#### WHAT IS NEEDED
Please copy the data below word for word, leaving out the pictures.

#### AVAILABLE DATA
-=-=-

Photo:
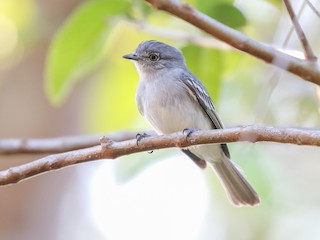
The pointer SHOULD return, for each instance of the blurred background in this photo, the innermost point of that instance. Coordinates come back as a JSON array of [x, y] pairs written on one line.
[[61, 73]]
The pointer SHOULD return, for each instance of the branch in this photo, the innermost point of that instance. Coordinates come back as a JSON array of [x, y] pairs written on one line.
[[304, 69], [302, 37], [111, 150], [61, 144]]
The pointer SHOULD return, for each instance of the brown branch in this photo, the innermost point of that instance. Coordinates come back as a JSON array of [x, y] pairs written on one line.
[[304, 69], [111, 150], [60, 144], [302, 37]]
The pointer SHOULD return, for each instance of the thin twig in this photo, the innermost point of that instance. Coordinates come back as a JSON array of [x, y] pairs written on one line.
[[286, 41], [111, 150], [60, 144], [302, 37], [313, 8], [306, 70]]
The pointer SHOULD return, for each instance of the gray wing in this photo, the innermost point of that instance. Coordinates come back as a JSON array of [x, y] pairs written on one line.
[[198, 91]]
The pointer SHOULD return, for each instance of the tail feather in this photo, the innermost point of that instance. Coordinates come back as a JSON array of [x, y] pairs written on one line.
[[239, 191]]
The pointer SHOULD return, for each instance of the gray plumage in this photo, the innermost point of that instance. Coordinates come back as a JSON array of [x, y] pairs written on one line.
[[172, 99]]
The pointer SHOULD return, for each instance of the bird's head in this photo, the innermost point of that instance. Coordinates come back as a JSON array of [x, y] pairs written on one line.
[[151, 56]]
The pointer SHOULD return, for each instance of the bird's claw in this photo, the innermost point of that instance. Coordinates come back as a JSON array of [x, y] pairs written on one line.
[[140, 136], [189, 131]]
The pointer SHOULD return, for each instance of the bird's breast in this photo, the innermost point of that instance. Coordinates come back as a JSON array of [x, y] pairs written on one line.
[[169, 107]]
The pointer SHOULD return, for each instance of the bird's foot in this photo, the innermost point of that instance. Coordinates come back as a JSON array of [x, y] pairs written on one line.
[[141, 136], [188, 131]]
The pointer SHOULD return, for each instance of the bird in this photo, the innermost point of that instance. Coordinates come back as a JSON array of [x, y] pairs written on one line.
[[173, 99]]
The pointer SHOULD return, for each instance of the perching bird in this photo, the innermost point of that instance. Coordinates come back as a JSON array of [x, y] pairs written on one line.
[[172, 99]]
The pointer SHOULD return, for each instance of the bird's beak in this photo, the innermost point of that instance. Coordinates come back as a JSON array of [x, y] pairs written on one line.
[[131, 56]]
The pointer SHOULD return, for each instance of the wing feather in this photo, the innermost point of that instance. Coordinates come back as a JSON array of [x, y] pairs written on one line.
[[198, 91]]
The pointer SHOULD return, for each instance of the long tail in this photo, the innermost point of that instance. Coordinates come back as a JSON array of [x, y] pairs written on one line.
[[239, 191]]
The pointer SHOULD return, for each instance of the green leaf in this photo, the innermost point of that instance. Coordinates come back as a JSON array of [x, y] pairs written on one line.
[[78, 45], [207, 65], [224, 12]]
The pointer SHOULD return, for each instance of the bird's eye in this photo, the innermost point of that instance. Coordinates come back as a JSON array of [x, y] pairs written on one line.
[[154, 57]]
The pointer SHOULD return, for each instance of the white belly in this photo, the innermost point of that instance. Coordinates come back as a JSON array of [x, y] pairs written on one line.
[[172, 112]]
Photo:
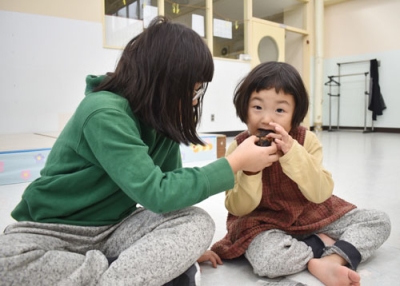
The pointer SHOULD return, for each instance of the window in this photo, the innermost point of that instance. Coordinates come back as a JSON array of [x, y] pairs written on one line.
[[228, 28], [124, 19]]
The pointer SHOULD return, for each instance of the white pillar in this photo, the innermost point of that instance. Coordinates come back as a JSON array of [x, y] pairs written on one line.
[[319, 63]]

-=-=-

#### COMPLETED TASK
Photo:
The pointer SHOULD return, for each instance of the blurred background in this photo, the innermost point of that instance. Coordinates come back as a JSON array of [x, y] pairs written on one line.
[[61, 73]]
The pointer SHOULD return, for each instance of the branch in this photo, the innermost point of that instance. Coordinates come back as a JSON array of [x, y] pairs written on one line.
[[304, 69], [302, 37], [111, 150], [61, 144]]
The pointer SHOULD return, for each instance of the brown branch in this photo, the innermost point of that instance. Coordinates come back as a JSON array of [x, y] pairs written on one line.
[[304, 69], [111, 150], [60, 144], [302, 37]]
The pointer SHOULD return, for each instance of the thin twig in this photo, the innermost point of that instance. Coordinates come back as a JSON array of [x, y] pairs written on one line.
[[286, 41], [111, 150], [60, 144], [302, 37], [313, 8], [306, 70]]
The pointer SHOULD return, for each instance of the gray wing in this photo, the innermost point of that instance. Coordinates come back as a JSON array of [x, y] pairs written on one line.
[[198, 91]]
The pointer SHOULD return, for each instance of the tail feather in this photo, the innermost point of that instance. Coordinates come back as a JSON array of [x, y] pairs written on one line.
[[239, 191]]
The pointer SHOULD return, for each instance of the gray plumage in this photo, the innermost point of that instance. Coordinates come back as a JSON array of [x, y] pairs written on one line.
[[172, 99]]
The pointer SHOULD return, for each instance of the bird's head in this photo, the innermost point of that instance. Coordinates come back as a JSON array of [x, y] pairs written on one line.
[[151, 56]]
The pointer SHOULD return, for each instance of the bird's claw in this photo, the innermost point of that instance. Coordinates come back as a JSON array of [x, y] pairs written on one line.
[[140, 136], [189, 131]]
The pointer SHOULD return, for each instance of the bird's breast in this photo, the innermost point of that instance. Coordinates come back as a JSON array of [x, y] pairs written on one line.
[[169, 107]]
The pointer SHOULD return, for each instance of the bird's foot in this photo, the innermost point of that instance. Coordinates come back as a JSON array of [x, y] pairs written on one line.
[[141, 136], [188, 131]]
The pointer SHOULD return, for each instance of the bird in this photo, the innermost point of that instance. Coordinates come back as a JSON array of [x, y] pairs written on one line.
[[173, 99]]
The pointer SHOULD return, for each instance of the perching bird in this photo, the innermost point of that instance. Coordinates come back as a JSON array of [x, y] pairs written on one line.
[[172, 99]]
The pointer SHOULD return, for each instance of the bird's beak in this photo, the innermost point of that instance. Coordinates come back as a JSON array of [x, y] pairs written on one line.
[[131, 56]]
The pointer SHOULD return, for each instance of the wing feather in this photo, the innermost point of that instance. Coordinates come back as a JSON array of [x, y] pairs written on one line.
[[198, 91]]
The pointer SHOULD return, for each instance of the long tail in this photo, the innermost point of that instance. Coordinates come back as a JSON array of [x, y] pairs written on one line.
[[239, 191]]
The pointer SHOULD return, for each instance of the green leaf in this photo, the innermost point of that instance. Coordinates come back as a JSON array of [x, y] pairs written on one line.
[[78, 45], [207, 65], [224, 12]]
The pointer SHOULD return, for each instance of the bird's eye in this photo, the innermost point of that instance. Coordinates come back as a JSON array of [x, y] pairs written on one line.
[[154, 57]]
The pointer SHOULD return, for each instance of the white belly in this photo, the innermost point of that instance. Coordinates come back as a JSON array of [x, y] pairs written on one line.
[[172, 112]]
Photo:
The pointer SHOULD return, for each instance of the window in this photo, the innermost point of that instance. Coordinates come back as a JSON array of [x, y] pairs written on one line.
[[228, 28], [124, 19]]
The pointer SHOULD return, for each instance of the white pillar in this photo, the innermost point of that instance. Coordinates come back as a JSON array of [x, y] pairs written on one line.
[[319, 63]]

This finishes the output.